After Hamas rejection of hostage deal, US asked Qatar to expel the group
The tiny Gulf state Qatar, alongside the US and Egypt, has played a major role in rounds of so-far fruitless talks to broker a ceasefire to the year-long war in Gaza
The US has told Qatar that the presence of Hamas in Doha is no longer acceptable in the weeks since the Palestinian fighter group rejected the latest proposal to achieve a ceasefire and a hostage deal, a senior administration official told Reuters on Friday.
The tiny Gulf state Qatar, alongside the US and Egypt, has played a major role in rounds of so-far fruitless talks to broker a ceasefire to the year-long war in Gaza. The latest round of talks in mid-October failed to produce a deal, with Hamas rejecting a short-term ceasefire proposal.

*Given records:*

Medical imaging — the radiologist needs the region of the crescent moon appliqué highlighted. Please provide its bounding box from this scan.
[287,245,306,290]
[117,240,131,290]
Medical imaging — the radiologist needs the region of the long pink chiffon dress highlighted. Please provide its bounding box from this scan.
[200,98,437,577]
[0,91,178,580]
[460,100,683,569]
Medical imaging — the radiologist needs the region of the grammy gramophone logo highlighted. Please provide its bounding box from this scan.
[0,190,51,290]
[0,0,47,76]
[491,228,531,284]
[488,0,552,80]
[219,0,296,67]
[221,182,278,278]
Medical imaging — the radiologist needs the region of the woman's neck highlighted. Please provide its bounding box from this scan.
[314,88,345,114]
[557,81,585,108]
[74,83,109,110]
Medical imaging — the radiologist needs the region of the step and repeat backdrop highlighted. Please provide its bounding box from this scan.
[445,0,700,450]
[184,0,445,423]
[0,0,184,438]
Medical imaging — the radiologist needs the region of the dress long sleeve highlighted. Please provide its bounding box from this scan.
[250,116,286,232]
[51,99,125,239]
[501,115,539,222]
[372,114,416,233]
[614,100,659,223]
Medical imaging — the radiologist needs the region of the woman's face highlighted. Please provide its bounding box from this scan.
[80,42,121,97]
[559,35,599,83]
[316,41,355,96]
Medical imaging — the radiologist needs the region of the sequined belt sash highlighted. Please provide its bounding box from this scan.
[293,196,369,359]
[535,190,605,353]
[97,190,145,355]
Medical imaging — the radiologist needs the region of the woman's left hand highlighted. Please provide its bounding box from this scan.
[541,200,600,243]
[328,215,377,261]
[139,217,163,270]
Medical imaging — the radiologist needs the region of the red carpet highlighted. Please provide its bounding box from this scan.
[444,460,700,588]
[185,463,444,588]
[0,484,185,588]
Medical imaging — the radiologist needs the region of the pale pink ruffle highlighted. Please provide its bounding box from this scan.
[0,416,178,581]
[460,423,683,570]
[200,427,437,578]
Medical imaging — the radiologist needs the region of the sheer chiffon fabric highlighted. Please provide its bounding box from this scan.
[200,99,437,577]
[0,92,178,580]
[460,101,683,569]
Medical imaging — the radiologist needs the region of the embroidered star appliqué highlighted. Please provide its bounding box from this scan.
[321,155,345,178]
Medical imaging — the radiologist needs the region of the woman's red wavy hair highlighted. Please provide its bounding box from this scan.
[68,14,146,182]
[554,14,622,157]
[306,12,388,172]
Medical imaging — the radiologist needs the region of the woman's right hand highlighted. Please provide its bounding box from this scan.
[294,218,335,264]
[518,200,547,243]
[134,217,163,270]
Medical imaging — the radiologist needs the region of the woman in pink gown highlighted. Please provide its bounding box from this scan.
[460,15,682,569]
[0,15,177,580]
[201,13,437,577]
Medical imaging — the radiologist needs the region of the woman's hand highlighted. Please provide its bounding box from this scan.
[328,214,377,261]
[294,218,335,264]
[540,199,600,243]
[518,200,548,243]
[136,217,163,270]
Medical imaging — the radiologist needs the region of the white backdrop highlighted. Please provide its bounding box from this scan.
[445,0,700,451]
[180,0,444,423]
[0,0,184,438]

*Questions to answer:*
1. From the article on the US request to Qatar about Hamas, return the part that opens with the words containing "After Hamas rejection" and closes with "short-term ceasefire proposal.".
2. Which countries does the article on the US request to Qatar about Hamas name as having played a major role in the Gaza ceasefire talks? List all of them.
3. Continue the article on the US request to Qatar about Hamas from where it stops.

*Answers to this exercise:*
1.
After Hamas rejection of hostage deal, US asked Qatar to expel the group
The tiny Gulf state Qatar, alongside the US and Egypt, has played a major role in rounds of so-far fruitless talks to broker a ceasefire to the year-long war in Gaza
The US has told Qatar that the presence of Hamas in Doha is no longer acceptable in the weeks since the Palestinian fighter group rejected the latest proposal to achieve a ceasefire and a hostage deal, a senior administration official told Reuters on Friday.
The tiny Gulf state Qatar, alongside the US and Egypt, has played a major role in rounds of so-far fruitless talks to broker a ceasefire to the year-long war in Gaza. The latest round of talks in mid-October failed to produce a deal, with Hamas rejecting a short-term ceasefire proposal.

2. Qatar, the US, Egypt

3.
"After rejecting repeated proposals to release hostages, its leaders should no longer be welcome in the capitals of any American partner. We made that clear to Qatar following Hamas's rejection weeks ago of another hostage release proposal," the senior official said, speaking on the condition of anonymity.
Qatar then made the demand to Hamas leaders about 10 days ago, the official said. Washington has been in touch with Qatar over when to close the group's political office, and it told Doha that now was the time.
Three Hamas officials denied Qatar had told Hamas leaders they were no longer welcome in the country. The spokesperson for Qatar's foreign ministry did not immediately respond to a request for comment.
It was unclear if the Qataris provided a specific deadline to the Hamas leaders to leave the country.
President Joe Biden's administration has been preparing to make a final push to end Israeli assaults in Gaza and Lebanon. Republican Donald Trump's election this week as the next US president has significantly diminished Biden's leverage during his last weeks in office.
In previous rounds of ceasefire talks, disagreements over new demands that Israel introduced about future military presence in Gaza obstructed a deal, even after Hamas accepted a version of a ceasefire proposal that Biden unveiled in May.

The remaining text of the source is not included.